§ **Supplied data**
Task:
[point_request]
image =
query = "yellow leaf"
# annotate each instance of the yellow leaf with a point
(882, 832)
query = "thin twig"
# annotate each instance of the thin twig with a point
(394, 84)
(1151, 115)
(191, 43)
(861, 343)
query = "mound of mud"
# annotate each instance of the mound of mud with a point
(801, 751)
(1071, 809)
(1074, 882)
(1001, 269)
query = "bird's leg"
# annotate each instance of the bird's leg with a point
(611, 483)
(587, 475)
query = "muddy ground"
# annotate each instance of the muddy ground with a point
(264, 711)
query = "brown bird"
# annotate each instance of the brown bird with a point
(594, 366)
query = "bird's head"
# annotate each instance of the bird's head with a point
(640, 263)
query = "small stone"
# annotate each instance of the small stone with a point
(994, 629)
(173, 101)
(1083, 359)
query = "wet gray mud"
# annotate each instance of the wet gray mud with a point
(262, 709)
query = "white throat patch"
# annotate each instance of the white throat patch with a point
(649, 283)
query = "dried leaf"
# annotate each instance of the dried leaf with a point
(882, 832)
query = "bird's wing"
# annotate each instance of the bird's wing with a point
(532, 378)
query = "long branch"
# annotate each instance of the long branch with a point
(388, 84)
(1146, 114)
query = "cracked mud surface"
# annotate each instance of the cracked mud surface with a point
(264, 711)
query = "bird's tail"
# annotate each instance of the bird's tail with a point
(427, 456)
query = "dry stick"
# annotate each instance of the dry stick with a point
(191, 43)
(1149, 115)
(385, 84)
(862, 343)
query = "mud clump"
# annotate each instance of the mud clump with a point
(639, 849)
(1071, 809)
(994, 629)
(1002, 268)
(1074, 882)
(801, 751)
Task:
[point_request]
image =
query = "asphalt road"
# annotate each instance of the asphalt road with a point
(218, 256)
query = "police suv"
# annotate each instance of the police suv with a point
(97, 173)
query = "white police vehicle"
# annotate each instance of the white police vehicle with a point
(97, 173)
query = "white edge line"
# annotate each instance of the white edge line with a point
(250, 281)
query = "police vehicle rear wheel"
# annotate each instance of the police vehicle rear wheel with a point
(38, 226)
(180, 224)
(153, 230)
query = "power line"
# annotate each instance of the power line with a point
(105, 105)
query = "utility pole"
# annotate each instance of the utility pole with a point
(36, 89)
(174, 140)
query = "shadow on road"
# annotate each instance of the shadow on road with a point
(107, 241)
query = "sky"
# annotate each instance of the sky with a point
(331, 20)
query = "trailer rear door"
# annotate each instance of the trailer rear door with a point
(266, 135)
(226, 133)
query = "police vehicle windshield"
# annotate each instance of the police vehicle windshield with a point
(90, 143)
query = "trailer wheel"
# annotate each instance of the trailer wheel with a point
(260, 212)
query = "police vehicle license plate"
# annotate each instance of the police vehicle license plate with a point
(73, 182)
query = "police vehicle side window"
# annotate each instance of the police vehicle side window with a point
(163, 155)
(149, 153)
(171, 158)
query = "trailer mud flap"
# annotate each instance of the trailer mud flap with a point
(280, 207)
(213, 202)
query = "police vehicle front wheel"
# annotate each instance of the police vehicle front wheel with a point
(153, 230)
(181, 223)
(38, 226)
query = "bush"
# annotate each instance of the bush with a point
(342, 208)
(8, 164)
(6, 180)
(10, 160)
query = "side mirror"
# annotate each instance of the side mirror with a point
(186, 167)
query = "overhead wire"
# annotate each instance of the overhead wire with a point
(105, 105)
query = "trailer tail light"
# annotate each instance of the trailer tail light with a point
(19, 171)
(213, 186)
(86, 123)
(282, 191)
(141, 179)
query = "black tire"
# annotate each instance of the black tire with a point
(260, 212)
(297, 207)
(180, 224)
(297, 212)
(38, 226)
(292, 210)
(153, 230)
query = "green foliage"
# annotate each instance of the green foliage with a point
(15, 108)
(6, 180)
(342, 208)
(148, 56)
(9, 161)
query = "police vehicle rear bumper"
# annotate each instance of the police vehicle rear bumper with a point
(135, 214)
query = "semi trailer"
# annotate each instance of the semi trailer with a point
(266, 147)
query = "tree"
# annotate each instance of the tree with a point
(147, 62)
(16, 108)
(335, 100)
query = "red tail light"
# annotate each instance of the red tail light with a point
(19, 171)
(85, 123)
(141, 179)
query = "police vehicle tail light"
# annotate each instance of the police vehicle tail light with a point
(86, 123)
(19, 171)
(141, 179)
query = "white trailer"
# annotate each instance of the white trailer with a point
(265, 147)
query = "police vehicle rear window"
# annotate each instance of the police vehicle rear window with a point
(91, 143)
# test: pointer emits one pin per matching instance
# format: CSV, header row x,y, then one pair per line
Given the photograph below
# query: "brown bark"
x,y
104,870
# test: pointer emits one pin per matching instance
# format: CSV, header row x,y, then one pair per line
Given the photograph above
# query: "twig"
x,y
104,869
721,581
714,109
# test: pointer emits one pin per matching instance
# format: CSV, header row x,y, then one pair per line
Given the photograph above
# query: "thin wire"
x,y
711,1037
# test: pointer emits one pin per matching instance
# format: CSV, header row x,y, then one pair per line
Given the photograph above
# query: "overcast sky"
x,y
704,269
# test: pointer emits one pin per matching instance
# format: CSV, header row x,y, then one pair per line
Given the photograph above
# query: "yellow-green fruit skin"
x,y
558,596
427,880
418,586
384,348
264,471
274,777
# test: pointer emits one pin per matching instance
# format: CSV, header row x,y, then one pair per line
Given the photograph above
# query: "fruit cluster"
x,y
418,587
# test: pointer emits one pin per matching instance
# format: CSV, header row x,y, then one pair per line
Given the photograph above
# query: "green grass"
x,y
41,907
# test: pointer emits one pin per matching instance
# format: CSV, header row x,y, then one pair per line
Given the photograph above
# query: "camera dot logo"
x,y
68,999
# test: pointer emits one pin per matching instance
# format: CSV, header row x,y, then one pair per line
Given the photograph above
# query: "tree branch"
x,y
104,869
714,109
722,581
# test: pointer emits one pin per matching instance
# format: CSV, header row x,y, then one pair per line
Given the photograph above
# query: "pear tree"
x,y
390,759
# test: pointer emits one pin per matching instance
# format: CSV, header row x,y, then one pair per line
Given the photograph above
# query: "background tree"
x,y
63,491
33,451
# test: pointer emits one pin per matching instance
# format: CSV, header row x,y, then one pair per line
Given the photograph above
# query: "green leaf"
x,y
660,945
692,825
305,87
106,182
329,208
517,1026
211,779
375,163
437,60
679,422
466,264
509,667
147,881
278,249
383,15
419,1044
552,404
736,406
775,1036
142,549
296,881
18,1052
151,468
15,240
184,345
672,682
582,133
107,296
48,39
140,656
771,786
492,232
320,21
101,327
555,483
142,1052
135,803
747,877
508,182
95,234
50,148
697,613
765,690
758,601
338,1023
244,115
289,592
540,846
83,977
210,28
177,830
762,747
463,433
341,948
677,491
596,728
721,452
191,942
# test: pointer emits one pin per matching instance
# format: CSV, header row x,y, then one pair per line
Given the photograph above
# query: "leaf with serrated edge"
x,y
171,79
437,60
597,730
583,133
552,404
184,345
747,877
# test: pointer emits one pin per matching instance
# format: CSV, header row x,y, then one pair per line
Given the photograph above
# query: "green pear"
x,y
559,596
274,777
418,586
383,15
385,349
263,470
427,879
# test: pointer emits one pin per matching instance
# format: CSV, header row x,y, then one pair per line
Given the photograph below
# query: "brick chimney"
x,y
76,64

§ **What you should do**
The records above are to be set down again exactly as written.

§ **Solution for this problem**
Task:
[point_request]
image =
query = "yellow leaf"
# annotate each instance of the yellow leaf with a point
(882, 832)
query = "thin twig"
# annotate each instance of the thin twig with a point
(394, 84)
(1151, 115)
(191, 43)
(861, 343)
query = "mound of mud"
# annotate each instance of the mound of mud with a point
(801, 751)
(1071, 809)
(1074, 882)
(1001, 269)
query = "bird's leg"
# annotate each instance of the bird's leg with a point
(611, 483)
(587, 475)
query = "muddy ground"
# annotate each instance of the muddy ground with a point
(264, 711)
query = "brown bird"
# annotate each instance of the brown bird with a point
(594, 366)
query = "bird's head"
# annotate each instance of the bird's head with a point
(640, 263)
query = "small stone"
# annotate each instance of the small stone with a point
(994, 629)
(173, 101)
(1083, 359)
query = "wet gray mud"
# annotate each instance of the wet gray mud with a point
(262, 709)
query = "white throat patch"
# annotate each instance of the white throat patch with a point
(649, 283)
query = "dried leaf"
# annotate each instance of the dried leaf with a point
(882, 832)
query = "bird's wing"
# annotate each instance of the bird's wing with a point
(532, 378)
query = "long branch"
# annotate each instance of the long branch with a point
(388, 84)
(1146, 114)
query = "cracked mud surface"
# annotate each instance of the cracked mud surface with a point
(264, 711)
query = "bird's tail"
# annotate each instance of the bird's tail with a point
(427, 456)
query = "dry stick"
# annotate each instance of the dry stick with a point
(191, 43)
(1149, 115)
(385, 84)
(862, 343)
query = "mud clump"
# annotate each instance of the mud clump with a point
(639, 849)
(1071, 809)
(994, 629)
(1002, 268)
(1074, 882)
(801, 751)
Task:
[point_request]
image =
query = "asphalt road"
# annotate each instance of the asphalt road with a point
(218, 256)
query = "police suv"
# annotate each instance of the police suv with a point
(97, 173)
query = "white police vehicle"
# annotate each instance of the white police vehicle with a point
(97, 173)
query = "white edge line"
# annotate each instance of the white edge line with a point
(250, 281)
query = "police vehicle rear wheel"
# annotate each instance of the police vehicle rear wheel with a point
(38, 226)
(180, 224)
(153, 230)
query = "power line"
# annotate each instance of the power line with a point
(105, 105)
query = "utility pole"
# annotate each instance of the utility pole with a point
(36, 89)
(174, 140)
query = "shadow on road"
# annotate each instance of the shadow on road with a point
(107, 241)
query = "sky"
# annotate each instance of the sky with a point
(331, 20)
query = "trailer rear door"
# annotate each instance of the trailer rear door with a point
(266, 135)
(226, 133)
query = "police vehicle windshield"
# annotate each instance of the police vehicle windshield with a point
(90, 143)
query = "trailer wheel"
# annotate each instance of the trailer wheel with a point
(260, 212)
query = "police vehicle license plate"
# annotate each instance of the police vehicle license plate with a point
(73, 182)
query = "police vehicle side window"
# annotate each instance of the police vehicle side window with a point
(163, 155)
(149, 153)
(171, 158)
query = "trailer mud flap"
# annotate each instance of the trailer mud flap with a point
(280, 207)
(213, 202)
query = "police vehicle front wheel"
# annotate each instance of the police vehicle front wheel with a point
(153, 230)
(181, 223)
(38, 226)
query = "bush"
# annotate each instance of the bush with a point
(342, 208)
(8, 164)
(6, 180)
(10, 160)
query = "side mirror"
# annotate each instance of the side mirror with a point
(186, 167)
query = "overhead wire"
# annotate each instance of the overhead wire with a point
(105, 105)
query = "trailer tail light"
# annotate each instance of the trailer tail light with a point
(19, 171)
(213, 186)
(86, 123)
(282, 191)
(141, 179)
query = "black tire"
# annotate each instance of the black tire with a point
(260, 212)
(297, 207)
(180, 224)
(297, 212)
(38, 226)
(292, 210)
(153, 230)
query = "green foliage"
# annotate each instance of the green foliage with a point
(15, 108)
(6, 180)
(342, 208)
(148, 56)
(9, 161)
query = "police vehicle rear bumper"
# annotate each instance of the police vehicle rear bumper with a point
(135, 214)
query = "semi trailer"
# annotate each instance of the semi trailer with a point
(266, 147)
query = "tree"
# annotate each instance of the tree with a point
(147, 62)
(16, 108)
(335, 100)
query = "red tail light"
# annotate each instance of the red tail light with a point
(19, 171)
(85, 123)
(141, 179)
query = "police vehicle tail light"
# annotate each instance of the police vehicle tail light with a point
(86, 123)
(19, 171)
(141, 179)
query = "white trailer"
# annotate each instance of the white trailer with a point
(265, 147)
query = "police vehicle rear window"
# annotate each instance of the police vehicle rear window with a point
(91, 143)
# test: pointer emits one pin per matching instance
# format: CSV, header row x,y, then one pair per line
Given the photograph below
# query: "brown bark"
x,y
104,870
# test: pointer emits one pin per matching instance
# format: CSV, header row x,y, then one pair per line
Given the photograph above
# query: "twig"
x,y
104,869
721,581
714,109
# test: pointer emits one pin per matching instance
# format: CSV, header row x,y, then one pair per line
Given the photograph above
# query: "thin wire"
x,y
711,1037
# test: pointer emits one pin per matching instance
# format: CSV, header row x,y, then one pair per line
Given the photograph above
# query: "overcast sky"
x,y
704,269
# test: pointer emits one pin per matching instance
# format: CSV, header row x,y, then one pair per line
Given the photograph above
# query: "yellow-green fruit skin"
x,y
558,596
427,880
418,586
384,348
264,471
274,777
# test: pointer emits one pin per matching instance
# format: CSV, header row x,y, then one pair per line
Given the photograph above
# query: "fruit cluster"
x,y
418,587
# test: pointer emits one pin per matching instance
# format: CSV, header row x,y, then one pair per line
Given the photograph above
# query: "green grass"
x,y
41,907
# test: pointer emits one pin per matching instance
# format: CSV, header row x,y, then one pair per line
Given the photograph above
# query: "camera dot logo"
x,y
68,999
# test: pointer emits one pin per matching instance
# format: CSV, header row x,y, then one pair per line
Given the photograph above
# query: "tree branch"
x,y
104,869
714,109
722,581
# test: pointer emits one pin per matching instance
# format: CSV, header row x,y, then one pair per line
Given the photograph above
# query: "pear tree"
x,y
390,759
# test: pointer emits one pin per matching instance
# format: CSV, header row x,y, then one pair per line
Given the photograph above
# query: "background tree"
x,y
63,491
33,451
# test: pointer emits one pin per matching instance
# format: CSV, header row x,y, then one pair per line
Given the photograph above
# query: "green leaf"
x,y
660,945
692,825
305,87
106,182
329,208
517,1026
211,779
375,163
437,60
679,422
466,264
509,667
147,881
278,249
383,15
419,1044
552,404
736,406
775,1036
142,549
296,881
18,1052
151,468
15,240
184,345
672,682
582,133
107,296
48,39
140,656
771,786
492,232
320,21
101,327
555,483
142,1052
135,803
747,877
508,182
95,234
50,148
697,613
765,690
758,601
338,1023
244,115
289,592
540,846
83,977
210,28
177,830
762,747
463,433
341,948
677,491
596,728
721,452
191,942
# test: pointer emits one pin per matching instance
# format: CSV, header row x,y, then one pair per line
Given the photograph above
# query: "leaf with serrated edge"
x,y
171,79
437,60
597,730
583,133
552,404
184,345
747,877
# test: pointer emits one pin per matching instance
# format: CSV, header row x,y, then one pair per line
Given the photograph above
# query: "green pear"
x,y
559,596
274,777
418,586
383,15
385,349
263,470
427,879
# test: pointer emits one pin per matching instance
# format: CSV, header row x,y, then one pair per line
Given the photograph below
# query: "brick chimney"
x,y
76,64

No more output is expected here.